- _DATA FOR PROCESSING_
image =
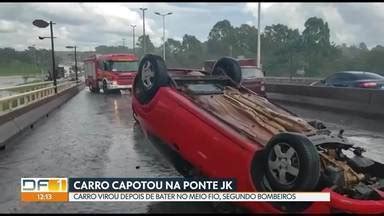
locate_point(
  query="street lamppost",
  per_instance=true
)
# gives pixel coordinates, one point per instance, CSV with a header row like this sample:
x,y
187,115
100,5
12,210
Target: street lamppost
x,y
258,38
43,24
144,42
133,38
163,15
74,47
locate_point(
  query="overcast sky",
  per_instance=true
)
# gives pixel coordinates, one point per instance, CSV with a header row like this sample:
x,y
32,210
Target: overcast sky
x,y
91,24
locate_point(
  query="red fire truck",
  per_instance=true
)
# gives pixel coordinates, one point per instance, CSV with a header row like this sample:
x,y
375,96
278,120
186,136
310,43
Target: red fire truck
x,y
110,72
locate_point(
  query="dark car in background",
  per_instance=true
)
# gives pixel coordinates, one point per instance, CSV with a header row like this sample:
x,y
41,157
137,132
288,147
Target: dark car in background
x,y
353,79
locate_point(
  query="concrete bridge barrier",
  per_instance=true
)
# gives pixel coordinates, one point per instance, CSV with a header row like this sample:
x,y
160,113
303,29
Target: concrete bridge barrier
x,y
368,102
20,112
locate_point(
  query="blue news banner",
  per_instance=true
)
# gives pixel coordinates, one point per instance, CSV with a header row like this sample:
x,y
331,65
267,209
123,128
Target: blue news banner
x,y
151,185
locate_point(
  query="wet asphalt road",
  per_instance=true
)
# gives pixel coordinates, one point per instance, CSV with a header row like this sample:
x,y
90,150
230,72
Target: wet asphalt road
x,y
94,135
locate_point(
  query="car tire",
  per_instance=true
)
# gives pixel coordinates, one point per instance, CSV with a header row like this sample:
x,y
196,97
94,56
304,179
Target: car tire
x,y
152,75
93,90
105,87
228,66
291,163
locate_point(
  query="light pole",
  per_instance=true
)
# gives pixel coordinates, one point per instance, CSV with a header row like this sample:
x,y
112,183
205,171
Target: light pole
x,y
43,24
74,47
144,42
133,38
163,15
258,38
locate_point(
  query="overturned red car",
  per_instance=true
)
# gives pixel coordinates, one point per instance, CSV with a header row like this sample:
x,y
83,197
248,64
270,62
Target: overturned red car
x,y
209,125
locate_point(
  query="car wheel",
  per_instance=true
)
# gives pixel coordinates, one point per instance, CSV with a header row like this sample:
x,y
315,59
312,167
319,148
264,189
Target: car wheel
x,y
291,163
105,87
152,75
228,66
92,89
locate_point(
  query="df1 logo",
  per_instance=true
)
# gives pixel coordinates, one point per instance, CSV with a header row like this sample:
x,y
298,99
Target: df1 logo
x,y
44,185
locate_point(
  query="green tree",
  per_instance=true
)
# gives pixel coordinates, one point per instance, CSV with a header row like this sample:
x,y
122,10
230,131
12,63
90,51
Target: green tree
x,y
150,48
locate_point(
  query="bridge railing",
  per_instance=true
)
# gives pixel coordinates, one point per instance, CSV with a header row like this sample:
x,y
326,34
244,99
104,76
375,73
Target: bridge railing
x,y
13,102
24,88
291,80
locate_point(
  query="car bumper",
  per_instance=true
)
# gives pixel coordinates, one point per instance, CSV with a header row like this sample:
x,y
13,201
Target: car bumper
x,y
117,86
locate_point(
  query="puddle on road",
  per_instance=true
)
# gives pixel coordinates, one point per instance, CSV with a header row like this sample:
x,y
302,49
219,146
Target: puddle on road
x,y
373,144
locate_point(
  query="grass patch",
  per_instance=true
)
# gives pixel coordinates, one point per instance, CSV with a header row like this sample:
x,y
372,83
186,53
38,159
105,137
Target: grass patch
x,y
16,67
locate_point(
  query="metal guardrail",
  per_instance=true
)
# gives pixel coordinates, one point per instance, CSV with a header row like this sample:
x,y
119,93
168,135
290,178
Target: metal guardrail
x,y
27,87
291,80
14,102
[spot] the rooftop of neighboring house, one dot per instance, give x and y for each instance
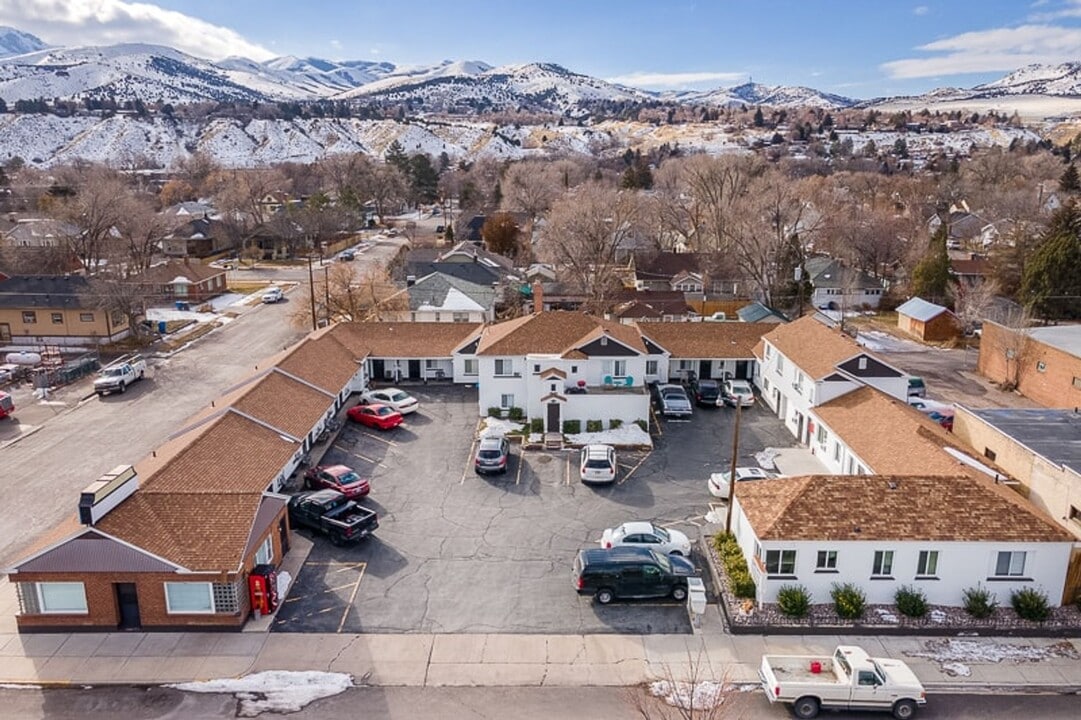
(554, 332)
(707, 340)
(921, 309)
(814, 348)
(893, 507)
(45, 292)
(171, 270)
(405, 340)
(892, 437)
(1054, 435)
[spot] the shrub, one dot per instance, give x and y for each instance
(1030, 603)
(849, 600)
(910, 601)
(978, 602)
(793, 600)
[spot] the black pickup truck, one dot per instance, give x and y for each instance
(332, 514)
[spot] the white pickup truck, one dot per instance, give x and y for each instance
(117, 376)
(849, 680)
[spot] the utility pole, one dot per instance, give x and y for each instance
(732, 468)
(311, 289)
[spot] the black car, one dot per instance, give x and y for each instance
(706, 392)
(630, 572)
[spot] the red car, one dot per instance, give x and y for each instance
(341, 478)
(376, 415)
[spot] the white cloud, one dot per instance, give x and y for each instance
(677, 79)
(110, 22)
(991, 51)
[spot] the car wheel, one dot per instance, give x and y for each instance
(904, 709)
(805, 707)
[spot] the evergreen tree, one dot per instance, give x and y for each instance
(931, 277)
(1051, 283)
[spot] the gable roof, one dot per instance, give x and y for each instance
(892, 437)
(554, 332)
(815, 348)
(921, 309)
(707, 340)
(909, 507)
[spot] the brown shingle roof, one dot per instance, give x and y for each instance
(815, 348)
(892, 437)
(404, 340)
(707, 340)
(892, 508)
(555, 332)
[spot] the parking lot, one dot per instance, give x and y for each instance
(459, 552)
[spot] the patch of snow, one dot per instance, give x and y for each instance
(497, 426)
(703, 695)
(274, 691)
(627, 435)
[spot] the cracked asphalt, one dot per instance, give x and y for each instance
(459, 552)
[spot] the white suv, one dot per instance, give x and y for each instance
(598, 464)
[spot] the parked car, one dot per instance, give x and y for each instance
(400, 400)
(377, 415)
(737, 391)
(646, 534)
(332, 514)
(719, 481)
(848, 680)
(706, 392)
(598, 464)
(342, 478)
(674, 401)
(630, 572)
(493, 453)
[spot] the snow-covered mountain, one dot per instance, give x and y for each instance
(16, 42)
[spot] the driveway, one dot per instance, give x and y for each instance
(457, 552)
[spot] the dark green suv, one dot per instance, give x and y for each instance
(630, 572)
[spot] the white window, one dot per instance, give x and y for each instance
(265, 554)
(1010, 564)
(188, 598)
(883, 563)
(66, 598)
(928, 563)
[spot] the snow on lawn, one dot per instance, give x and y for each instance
(699, 696)
(952, 654)
(496, 426)
(274, 691)
(627, 435)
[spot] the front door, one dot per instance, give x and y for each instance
(552, 424)
(128, 602)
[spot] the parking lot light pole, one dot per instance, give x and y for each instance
(732, 474)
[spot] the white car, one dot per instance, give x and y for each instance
(400, 400)
(646, 534)
(719, 481)
(598, 464)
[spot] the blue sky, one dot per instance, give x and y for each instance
(855, 48)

- _PROMPT_
Line by line, write out the data above exactly, without the pictures.

- _SOLUTION TO THIS TASK_
image =
locate_point(
  query="street lamppost",
  per_instance=true
)
# gives pixel coordinates, one point per instance, CSV with a header row like this sample:
x,y
187,115
100,5
12,210
Target: street lamppost
x,y
258,38
43,24
144,42
133,38
163,15
74,47
locate_point(
  query="overcast sky",
  per_instance=true
)
# gives pixel coordinates, one point per instance, CSV with a header row like this sample:
x,y
32,210
Target: overcast sky
x,y
91,24
locate_point(
  query="red fire truck",
  per_instance=true
)
# gives pixel coordinates, one point per instance, CSV with a header row like this sample:
x,y
375,96
278,120
186,136
310,43
Target: red fire truck
x,y
110,72
locate_point(
  query="dark car in background",
  per_instance=true
)
# gives pixel coordinates, one point per instance, CSV with a header row like this sample:
x,y
41,157
137,132
288,147
Target: dark car in background
x,y
353,79
locate_point(
  query="concrete bridge barrier",
  per_instance=true
)
# gives pixel coordinates, one point per instance, CSV with a header row like this sample:
x,y
160,113
303,29
Target: concrete bridge barrier
x,y
368,102
20,112
locate_point(
  query="blue news banner",
  per_instance=true
)
# gives pixel coordinates, one point per instance, CSV with a header row like this sample:
x,y
331,65
267,209
123,128
Target: blue news banner
x,y
151,185
locate_point(
  query="wet asphalt road",
  per_instance=true
)
# gives pixel coordinates, one point per instance, CSV with a header row like this sample:
x,y
90,150
230,72
Target: wet asphalt road
x,y
94,135
locate_point(
  query="car tire",
  per_instance=true
)
# gives pixel coordinates, one point per instance, CSV with a header row like this sample:
x,y
196,97
94,56
304,179
Target: car tire
x,y
152,75
93,90
105,87
228,66
291,163
locate_point(
  query="light pole",
  per_instance=true
)
# gives pixel coordinates, one point per instance, CSV with a header row like this sample:
x,y
112,183
205,171
Target: light pole
x,y
43,24
74,47
144,42
133,38
163,15
258,38
locate_point(
  query="overturned red car",
  per_instance=true
)
# gives pixel coordinates, one point per instance, CSV with a header row like this sample:
x,y
83,197
248,64
270,62
Target: overturned red car
x,y
209,125
locate_point(
  query="car wheel",
  per_instance=true
)
# gives pixel coordinates, one point per instance, CSV with a header row like this sample:
x,y
315,59
312,167
319,148
264,189
Target: car wheel
x,y
291,163
105,87
152,75
228,66
92,89
locate_point(
  query="df1 logo",
  per_instance=true
)
# gives pixel coordinates, one point per instance, CSV with a header row like this sample:
x,y
298,99
Target: df1 logo
x,y
44,185
locate_point(
  query="green tree",
  per_instance=true
)
# gives pixel coordinates, one point per instance, CSV with a header row like this sample:
x,y
122,10
230,131
12,63
90,51
Target: green tree
x,y
150,48
locate_point(
  query="bridge railing",
  per_instance=true
)
# gives pixel coordinates, one point per instance, CSV with a header row like this sample:
x,y
326,34
244,99
104,76
375,73
Target: bridge railing
x,y
13,102
24,88
291,80
locate_point(
  query="car bumper",
  per_instance=true
)
# gives pixel coordinates, one point per instance, CSV with a header row like this sample:
x,y
13,201
Target: car bumper
x,y
117,86
locate_point(
  query="puddle on road",
  per_instance=true
)
# gives pixel coordinates, one point per instance, CSV with a header row like this sample:
x,y
302,49
219,146
Target: puddle on road
x,y
373,144
locate_point(
  query="grass patch",
  per_instance=true
)
# gives pixel coordinates, one point per instance, CSV with a header row like this sample:
x,y
372,83
186,53
38,159
105,137
Target: grass patch
x,y
16,67
locate_point(
  query="metal guardrail",
  per_instance=true
)
# gives pixel coordinates, one point per instance, CSV with a header row like this sample:
x,y
119,93
168,135
290,178
Target: metal guardrail
x,y
27,87
291,80
14,102
[spot] the rooftop of neighboring house, one dot per instance, give x and y for each instance
(554, 332)
(707, 340)
(921, 309)
(814, 348)
(893, 507)
(45, 292)
(171, 270)
(405, 340)
(892, 437)
(1054, 435)
[spot] the shrub, one dot per instance, give x and y for each instance
(1030, 603)
(849, 600)
(910, 601)
(978, 602)
(793, 600)
[spot] the black pickup truck, one dot per instance, give x and y for each instance
(332, 514)
[spot] the white pickup truck, one dot per instance, give x and y for each instance
(117, 376)
(849, 680)
[spot] the utility pole, one dot per instance, give x and y for each instance
(732, 468)
(311, 289)
[spot] the black car, one dot per instance, give x and y for each instance
(706, 392)
(630, 572)
[spot] the red car, one dot per instance, give x and y for each instance
(341, 478)
(376, 415)
[spot] the white cloud, one dot per instance, give x and y for each instance
(677, 79)
(110, 22)
(991, 51)
[spot] the car wheel, one dot per instance, give x and y for each instance
(904, 709)
(805, 707)
[spot] the evergreen tree, one dot per instance, give x and y for each instance
(931, 277)
(1051, 283)
[spot] the gable roof, one dot per instance, give x and y for each instance
(892, 437)
(554, 332)
(815, 348)
(921, 309)
(707, 340)
(909, 507)
[spot] the brown shingle roof, one dot per instance, give x and y for each instance
(815, 348)
(892, 437)
(404, 340)
(707, 340)
(892, 508)
(555, 332)
[spot] the parking lot, one dot per instance, give x and y for each instance
(459, 552)
[spot] the patch of snow, one dot per instance, give x and y for each instance
(497, 426)
(703, 695)
(274, 691)
(627, 435)
[spot] the cracked asphalt, one dot per instance, give x and y for each instance
(459, 552)
[spot] the white suv, one dot per instance, give x and y for each instance
(598, 464)
[spot] the parked car, one dot per instance, give x and y for each instance
(400, 400)
(377, 415)
(737, 391)
(646, 534)
(332, 514)
(719, 481)
(848, 680)
(706, 392)
(598, 464)
(342, 478)
(674, 401)
(630, 572)
(493, 453)
[spot] the snow-covered mountain, one dot per instance, give x and y for each instance
(16, 42)
[spot] the driveway, one dot per instance, give x and y for each instance
(457, 552)
[spot] the dark green suv, one dot per instance, give x and y for each instance
(630, 572)
[spot] the white window, one dot per instance, give x and y for each instance
(265, 554)
(1010, 564)
(188, 598)
(883, 563)
(66, 598)
(928, 563)
[spot] the snow on lawn, one dot per instance, give x and y for each instance
(699, 696)
(952, 654)
(496, 426)
(274, 691)
(627, 435)
[spot] the front door, one dot per instance, give x and y for each instance
(552, 424)
(128, 602)
[spot] the parking lot light pole, one dot per instance, give x and y for each instance
(732, 474)
[spot] the white car, one dot per instance, give x and y for each instance
(400, 400)
(646, 534)
(719, 481)
(598, 464)
[spot] the blue sky, one dot per instance, give x and y for each instance
(855, 48)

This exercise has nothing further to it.